Required work: Find each row below that contains the string "dark", and copy those rows out in full. Case counts when matching.

-- BEGIN --

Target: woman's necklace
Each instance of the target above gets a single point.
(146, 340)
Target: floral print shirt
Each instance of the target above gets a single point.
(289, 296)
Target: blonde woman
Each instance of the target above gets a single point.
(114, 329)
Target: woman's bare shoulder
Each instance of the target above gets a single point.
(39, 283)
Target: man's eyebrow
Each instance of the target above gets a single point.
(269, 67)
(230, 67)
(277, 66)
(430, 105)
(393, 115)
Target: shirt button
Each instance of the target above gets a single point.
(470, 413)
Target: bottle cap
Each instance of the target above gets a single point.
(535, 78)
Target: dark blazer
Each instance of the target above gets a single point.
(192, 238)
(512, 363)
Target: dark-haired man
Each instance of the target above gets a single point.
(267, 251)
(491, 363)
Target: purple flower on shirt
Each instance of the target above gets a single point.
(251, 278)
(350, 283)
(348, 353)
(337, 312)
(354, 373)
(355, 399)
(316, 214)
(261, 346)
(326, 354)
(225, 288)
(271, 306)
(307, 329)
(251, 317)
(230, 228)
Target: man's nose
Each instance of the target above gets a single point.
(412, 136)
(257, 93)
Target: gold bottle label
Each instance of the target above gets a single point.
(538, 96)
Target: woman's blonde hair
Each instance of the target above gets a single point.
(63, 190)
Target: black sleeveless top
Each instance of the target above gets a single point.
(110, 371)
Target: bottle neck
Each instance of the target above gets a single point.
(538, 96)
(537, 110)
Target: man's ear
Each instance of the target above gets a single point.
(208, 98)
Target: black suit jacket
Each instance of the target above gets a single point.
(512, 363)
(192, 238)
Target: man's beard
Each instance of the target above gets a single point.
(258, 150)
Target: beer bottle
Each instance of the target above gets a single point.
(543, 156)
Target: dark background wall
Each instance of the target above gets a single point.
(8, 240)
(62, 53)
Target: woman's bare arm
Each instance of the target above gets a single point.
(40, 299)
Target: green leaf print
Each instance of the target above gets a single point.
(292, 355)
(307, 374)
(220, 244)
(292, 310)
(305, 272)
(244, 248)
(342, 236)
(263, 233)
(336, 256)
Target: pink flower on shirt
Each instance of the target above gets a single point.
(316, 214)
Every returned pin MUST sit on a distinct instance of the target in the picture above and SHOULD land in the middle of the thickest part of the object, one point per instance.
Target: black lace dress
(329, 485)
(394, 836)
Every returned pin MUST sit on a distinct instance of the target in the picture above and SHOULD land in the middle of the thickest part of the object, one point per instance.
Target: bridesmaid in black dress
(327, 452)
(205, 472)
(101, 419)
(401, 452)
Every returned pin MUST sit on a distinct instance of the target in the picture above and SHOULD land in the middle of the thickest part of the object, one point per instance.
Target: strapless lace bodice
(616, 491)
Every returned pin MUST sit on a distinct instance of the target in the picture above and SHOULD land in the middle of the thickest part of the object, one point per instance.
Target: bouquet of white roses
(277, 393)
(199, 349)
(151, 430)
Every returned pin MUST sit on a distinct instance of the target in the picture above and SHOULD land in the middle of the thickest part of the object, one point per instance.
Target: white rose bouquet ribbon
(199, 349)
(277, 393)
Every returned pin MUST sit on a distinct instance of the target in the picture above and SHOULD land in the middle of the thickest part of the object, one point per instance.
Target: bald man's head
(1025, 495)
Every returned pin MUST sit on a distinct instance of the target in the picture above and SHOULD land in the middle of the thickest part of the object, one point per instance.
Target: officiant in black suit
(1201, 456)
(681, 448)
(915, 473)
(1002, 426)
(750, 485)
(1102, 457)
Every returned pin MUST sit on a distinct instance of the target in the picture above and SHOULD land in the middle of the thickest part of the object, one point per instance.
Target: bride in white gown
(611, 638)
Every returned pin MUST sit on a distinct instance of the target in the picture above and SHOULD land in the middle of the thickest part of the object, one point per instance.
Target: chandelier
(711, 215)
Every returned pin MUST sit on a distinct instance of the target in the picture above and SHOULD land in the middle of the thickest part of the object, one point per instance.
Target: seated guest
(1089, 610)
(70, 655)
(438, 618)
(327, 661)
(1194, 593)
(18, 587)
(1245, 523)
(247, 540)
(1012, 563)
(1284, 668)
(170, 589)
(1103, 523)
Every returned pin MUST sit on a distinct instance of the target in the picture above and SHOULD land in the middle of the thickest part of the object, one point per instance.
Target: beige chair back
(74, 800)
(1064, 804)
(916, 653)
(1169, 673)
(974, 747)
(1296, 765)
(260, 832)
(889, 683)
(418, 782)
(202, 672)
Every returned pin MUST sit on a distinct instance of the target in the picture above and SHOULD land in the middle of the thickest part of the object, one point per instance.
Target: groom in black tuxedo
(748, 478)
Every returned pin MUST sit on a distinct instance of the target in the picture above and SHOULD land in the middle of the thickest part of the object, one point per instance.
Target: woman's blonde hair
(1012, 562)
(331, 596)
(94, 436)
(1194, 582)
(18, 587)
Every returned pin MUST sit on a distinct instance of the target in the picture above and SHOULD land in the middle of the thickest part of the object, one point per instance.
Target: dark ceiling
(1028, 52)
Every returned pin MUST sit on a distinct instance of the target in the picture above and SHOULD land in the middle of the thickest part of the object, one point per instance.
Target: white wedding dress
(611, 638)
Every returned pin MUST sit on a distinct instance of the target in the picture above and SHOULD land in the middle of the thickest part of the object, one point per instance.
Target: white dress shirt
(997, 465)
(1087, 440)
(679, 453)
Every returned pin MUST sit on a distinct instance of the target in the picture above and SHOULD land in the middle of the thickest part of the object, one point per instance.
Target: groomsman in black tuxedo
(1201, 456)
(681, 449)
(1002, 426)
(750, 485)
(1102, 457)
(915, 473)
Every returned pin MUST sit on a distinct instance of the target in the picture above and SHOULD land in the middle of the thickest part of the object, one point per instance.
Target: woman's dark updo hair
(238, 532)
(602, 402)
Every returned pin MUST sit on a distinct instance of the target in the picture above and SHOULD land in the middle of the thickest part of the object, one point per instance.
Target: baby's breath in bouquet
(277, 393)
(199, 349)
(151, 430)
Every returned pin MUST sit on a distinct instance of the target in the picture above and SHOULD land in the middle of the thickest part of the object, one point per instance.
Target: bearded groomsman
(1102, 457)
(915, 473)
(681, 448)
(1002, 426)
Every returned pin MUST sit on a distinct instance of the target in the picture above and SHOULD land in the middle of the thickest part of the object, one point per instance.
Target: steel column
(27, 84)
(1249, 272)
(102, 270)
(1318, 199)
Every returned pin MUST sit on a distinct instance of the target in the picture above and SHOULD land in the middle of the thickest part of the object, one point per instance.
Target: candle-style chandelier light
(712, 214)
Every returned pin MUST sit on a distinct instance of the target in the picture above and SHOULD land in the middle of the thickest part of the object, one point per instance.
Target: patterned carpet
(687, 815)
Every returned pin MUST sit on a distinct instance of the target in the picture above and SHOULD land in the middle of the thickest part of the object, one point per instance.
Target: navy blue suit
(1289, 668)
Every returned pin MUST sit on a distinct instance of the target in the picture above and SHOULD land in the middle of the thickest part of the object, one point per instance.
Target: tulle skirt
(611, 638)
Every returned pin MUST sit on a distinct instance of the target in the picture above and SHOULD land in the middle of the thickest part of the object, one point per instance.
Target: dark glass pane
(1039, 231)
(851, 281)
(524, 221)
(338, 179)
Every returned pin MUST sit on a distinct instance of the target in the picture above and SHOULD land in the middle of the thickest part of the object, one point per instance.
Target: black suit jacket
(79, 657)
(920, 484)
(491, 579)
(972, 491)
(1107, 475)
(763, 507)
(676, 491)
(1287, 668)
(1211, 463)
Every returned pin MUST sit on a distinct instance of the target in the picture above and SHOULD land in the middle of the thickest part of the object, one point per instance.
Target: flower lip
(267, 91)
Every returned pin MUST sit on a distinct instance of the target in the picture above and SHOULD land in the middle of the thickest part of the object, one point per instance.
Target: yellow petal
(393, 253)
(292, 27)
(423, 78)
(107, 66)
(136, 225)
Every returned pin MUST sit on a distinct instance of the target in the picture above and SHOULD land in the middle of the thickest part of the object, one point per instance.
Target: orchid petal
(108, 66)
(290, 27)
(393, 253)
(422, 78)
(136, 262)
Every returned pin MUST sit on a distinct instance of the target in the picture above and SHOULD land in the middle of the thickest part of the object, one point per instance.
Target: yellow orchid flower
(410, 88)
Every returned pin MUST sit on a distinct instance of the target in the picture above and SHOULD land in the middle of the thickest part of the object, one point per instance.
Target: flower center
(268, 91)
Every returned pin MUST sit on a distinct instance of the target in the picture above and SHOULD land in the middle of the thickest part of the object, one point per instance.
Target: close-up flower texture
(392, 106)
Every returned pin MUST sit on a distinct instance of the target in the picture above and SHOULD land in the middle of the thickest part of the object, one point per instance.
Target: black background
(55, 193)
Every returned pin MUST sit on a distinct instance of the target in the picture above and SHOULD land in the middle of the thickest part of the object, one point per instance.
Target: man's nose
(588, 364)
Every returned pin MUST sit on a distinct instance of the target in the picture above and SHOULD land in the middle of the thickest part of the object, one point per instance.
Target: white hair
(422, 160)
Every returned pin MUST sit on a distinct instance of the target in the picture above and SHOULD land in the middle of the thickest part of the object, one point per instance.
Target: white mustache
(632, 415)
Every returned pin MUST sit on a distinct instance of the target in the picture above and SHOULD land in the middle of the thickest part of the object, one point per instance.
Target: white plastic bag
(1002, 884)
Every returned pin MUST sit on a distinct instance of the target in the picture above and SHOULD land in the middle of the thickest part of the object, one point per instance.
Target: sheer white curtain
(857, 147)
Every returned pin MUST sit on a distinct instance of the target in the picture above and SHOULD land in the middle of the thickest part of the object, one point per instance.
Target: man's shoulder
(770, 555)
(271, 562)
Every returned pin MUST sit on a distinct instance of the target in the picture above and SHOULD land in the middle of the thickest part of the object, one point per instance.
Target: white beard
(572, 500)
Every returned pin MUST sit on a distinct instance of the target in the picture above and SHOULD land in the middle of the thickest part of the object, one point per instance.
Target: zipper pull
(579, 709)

-- END --

Reply to the task:
Target: dark blazer
Target: dark-haired man
Target: dark background wall
Target: dark ceiling
Target: woman's dark updo hair
Target: dark glass pane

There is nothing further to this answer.